**Request**
Give the data a second time, exactly and in full.

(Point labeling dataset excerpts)

++++++++++

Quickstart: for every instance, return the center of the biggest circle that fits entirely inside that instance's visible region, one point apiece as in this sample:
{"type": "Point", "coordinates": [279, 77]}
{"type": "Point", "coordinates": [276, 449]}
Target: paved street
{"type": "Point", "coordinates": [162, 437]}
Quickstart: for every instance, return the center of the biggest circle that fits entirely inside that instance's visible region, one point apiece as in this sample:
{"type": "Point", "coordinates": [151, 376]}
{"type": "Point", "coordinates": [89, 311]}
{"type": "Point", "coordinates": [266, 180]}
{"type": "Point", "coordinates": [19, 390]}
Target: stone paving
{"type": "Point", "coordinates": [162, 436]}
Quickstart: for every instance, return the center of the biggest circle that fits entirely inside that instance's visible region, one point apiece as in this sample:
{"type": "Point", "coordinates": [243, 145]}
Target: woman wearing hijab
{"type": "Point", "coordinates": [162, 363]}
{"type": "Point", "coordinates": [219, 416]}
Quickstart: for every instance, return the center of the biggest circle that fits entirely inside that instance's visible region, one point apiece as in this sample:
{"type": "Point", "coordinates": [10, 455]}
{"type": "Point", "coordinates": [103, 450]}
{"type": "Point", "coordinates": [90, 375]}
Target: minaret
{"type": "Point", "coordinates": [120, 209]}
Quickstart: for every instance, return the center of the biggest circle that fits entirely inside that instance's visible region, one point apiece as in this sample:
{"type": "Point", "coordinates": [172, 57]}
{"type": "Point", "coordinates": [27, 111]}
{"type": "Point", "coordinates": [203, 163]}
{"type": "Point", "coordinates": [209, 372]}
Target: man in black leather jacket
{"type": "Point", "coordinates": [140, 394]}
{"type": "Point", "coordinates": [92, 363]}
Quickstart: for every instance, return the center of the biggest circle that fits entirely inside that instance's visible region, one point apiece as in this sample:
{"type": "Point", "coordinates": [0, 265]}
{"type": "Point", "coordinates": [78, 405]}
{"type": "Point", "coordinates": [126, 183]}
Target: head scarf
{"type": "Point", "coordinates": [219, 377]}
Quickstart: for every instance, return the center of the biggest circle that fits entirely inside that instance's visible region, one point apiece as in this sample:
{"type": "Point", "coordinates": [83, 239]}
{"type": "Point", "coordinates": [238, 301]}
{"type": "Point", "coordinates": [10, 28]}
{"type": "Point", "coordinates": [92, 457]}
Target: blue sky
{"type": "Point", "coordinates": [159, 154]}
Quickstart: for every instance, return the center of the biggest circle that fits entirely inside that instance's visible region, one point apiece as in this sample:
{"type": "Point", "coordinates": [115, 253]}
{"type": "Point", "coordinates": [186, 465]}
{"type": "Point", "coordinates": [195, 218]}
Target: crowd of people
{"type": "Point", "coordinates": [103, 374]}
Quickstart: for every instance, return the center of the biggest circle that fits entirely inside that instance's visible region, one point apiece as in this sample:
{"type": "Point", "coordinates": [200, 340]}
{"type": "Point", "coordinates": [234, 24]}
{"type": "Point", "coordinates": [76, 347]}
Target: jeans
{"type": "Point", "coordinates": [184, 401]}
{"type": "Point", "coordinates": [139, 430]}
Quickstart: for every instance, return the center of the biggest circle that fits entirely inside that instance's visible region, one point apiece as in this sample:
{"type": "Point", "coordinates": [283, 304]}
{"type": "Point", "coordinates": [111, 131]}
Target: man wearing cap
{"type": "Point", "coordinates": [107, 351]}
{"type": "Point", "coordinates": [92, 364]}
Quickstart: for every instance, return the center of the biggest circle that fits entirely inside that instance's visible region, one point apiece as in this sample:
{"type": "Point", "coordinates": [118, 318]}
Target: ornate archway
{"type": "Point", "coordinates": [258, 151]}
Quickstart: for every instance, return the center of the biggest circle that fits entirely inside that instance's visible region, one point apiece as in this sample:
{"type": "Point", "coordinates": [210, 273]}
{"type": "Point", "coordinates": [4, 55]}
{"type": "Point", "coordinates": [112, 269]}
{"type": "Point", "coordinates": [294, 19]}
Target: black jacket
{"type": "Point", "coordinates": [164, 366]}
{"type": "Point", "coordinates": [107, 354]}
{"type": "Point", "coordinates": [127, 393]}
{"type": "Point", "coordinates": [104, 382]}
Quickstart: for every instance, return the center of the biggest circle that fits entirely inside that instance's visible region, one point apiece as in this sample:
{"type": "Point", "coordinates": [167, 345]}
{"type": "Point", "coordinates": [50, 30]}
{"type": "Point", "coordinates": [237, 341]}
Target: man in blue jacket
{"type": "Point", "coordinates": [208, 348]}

++++++++++

**Correct response**
Quickstart: for every instance, return the center of the biggest circle that fits entirely inside that instance's visible region, one point apiece as in this sample:
{"type": "Point", "coordinates": [279, 77]}
{"type": "Point", "coordinates": [276, 449]}
Target: paved street
{"type": "Point", "coordinates": [162, 437]}
Quickstart: for every instance, return the center of the biggest circle that fits entirely inside that instance's visible region, one point apiece as in this sample:
{"type": "Point", "coordinates": [151, 376]}
{"type": "Point", "coordinates": [89, 311]}
{"type": "Point", "coordinates": [266, 180]}
{"type": "Point", "coordinates": [19, 390]}
Target: stone paving
{"type": "Point", "coordinates": [162, 436]}
Quickstart: for every instance, return the center of the biggest circle that fits entirely inside that instance's visible region, one point apiece as in this sample:
{"type": "Point", "coordinates": [243, 145]}
Target: woman wearing hijab
{"type": "Point", "coordinates": [162, 363]}
{"type": "Point", "coordinates": [219, 416]}
Quickstart: for every instance, return the center of the biggest circle that fits entirely inside that instance's visible region, one point apiece as in this sample:
{"type": "Point", "coordinates": [10, 455]}
{"type": "Point", "coordinates": [103, 450]}
{"type": "Point", "coordinates": [90, 375]}
Target: minaret
{"type": "Point", "coordinates": [120, 209]}
Quickstart: for every instance, return the center of the biggest circle that fits entirely inside that instance's visible region, one point apiece as in this sample:
{"type": "Point", "coordinates": [172, 57]}
{"type": "Point", "coordinates": [27, 111]}
{"type": "Point", "coordinates": [203, 163]}
{"type": "Point", "coordinates": [209, 372]}
Target: man in black leather jacket
{"type": "Point", "coordinates": [140, 394]}
{"type": "Point", "coordinates": [92, 363]}
Quickstart: for every instance, return the center of the biggest circle that fits entirely inside that instance's visible region, one point apiece as in this sample:
{"type": "Point", "coordinates": [0, 265]}
{"type": "Point", "coordinates": [78, 405]}
{"type": "Point", "coordinates": [126, 183]}
Target: head scarf
{"type": "Point", "coordinates": [219, 377]}
Quickstart: for every instance, return the center of the biggest circle that fits entirely inside that instance's visible region, one point apiece as in this sample:
{"type": "Point", "coordinates": [83, 239]}
{"type": "Point", "coordinates": [238, 301]}
{"type": "Point", "coordinates": [10, 28]}
{"type": "Point", "coordinates": [92, 457]}
Target: blue sky
{"type": "Point", "coordinates": [159, 154]}
Quickstart: for every instance, return the center of the biggest circle that fits entirely inside that instance's visible region, one point apiece as in this sample:
{"type": "Point", "coordinates": [115, 253]}
{"type": "Point", "coordinates": [186, 465]}
{"type": "Point", "coordinates": [195, 218]}
Target: crowd of people
{"type": "Point", "coordinates": [103, 374]}
Quickstart: for every instance, return the center of the biggest circle that fits entirely inside that instance's visible region, one point apiece as in this sample:
{"type": "Point", "coordinates": [200, 340]}
{"type": "Point", "coordinates": [234, 24]}
{"type": "Point", "coordinates": [76, 347]}
Target: jeans
{"type": "Point", "coordinates": [184, 401]}
{"type": "Point", "coordinates": [139, 430]}
Quickstart: for every instance, return the center of the biggest circle that fits entirely inside that instance's visible region, one point apiece as in this sample:
{"type": "Point", "coordinates": [283, 304]}
{"type": "Point", "coordinates": [111, 131]}
Target: man wearing cap
{"type": "Point", "coordinates": [107, 351]}
{"type": "Point", "coordinates": [92, 364]}
Quickstart: for every instance, return the center of the biggest circle that fits entirely inside that instance's visible region, one point apiece as in this sample:
{"type": "Point", "coordinates": [118, 318]}
Target: ornate archway
{"type": "Point", "coordinates": [258, 151]}
Quickstart: for every instance, return the center of the biggest circle that fits entirely inside that instance's visible region, one point apiece as in this sample:
{"type": "Point", "coordinates": [210, 273]}
{"type": "Point", "coordinates": [4, 55]}
{"type": "Point", "coordinates": [112, 269]}
{"type": "Point", "coordinates": [294, 19]}
Target: black jacket
{"type": "Point", "coordinates": [164, 366]}
{"type": "Point", "coordinates": [107, 354]}
{"type": "Point", "coordinates": [127, 393]}
{"type": "Point", "coordinates": [104, 382]}
Quickstart: for every instance, return the center of the biggest circle that fits entirely inside that instance's visible region, one point apiece as in this sample:
{"type": "Point", "coordinates": [167, 345]}
{"type": "Point", "coordinates": [50, 30]}
{"type": "Point", "coordinates": [237, 341]}
Target: man in blue jacket
{"type": "Point", "coordinates": [208, 348]}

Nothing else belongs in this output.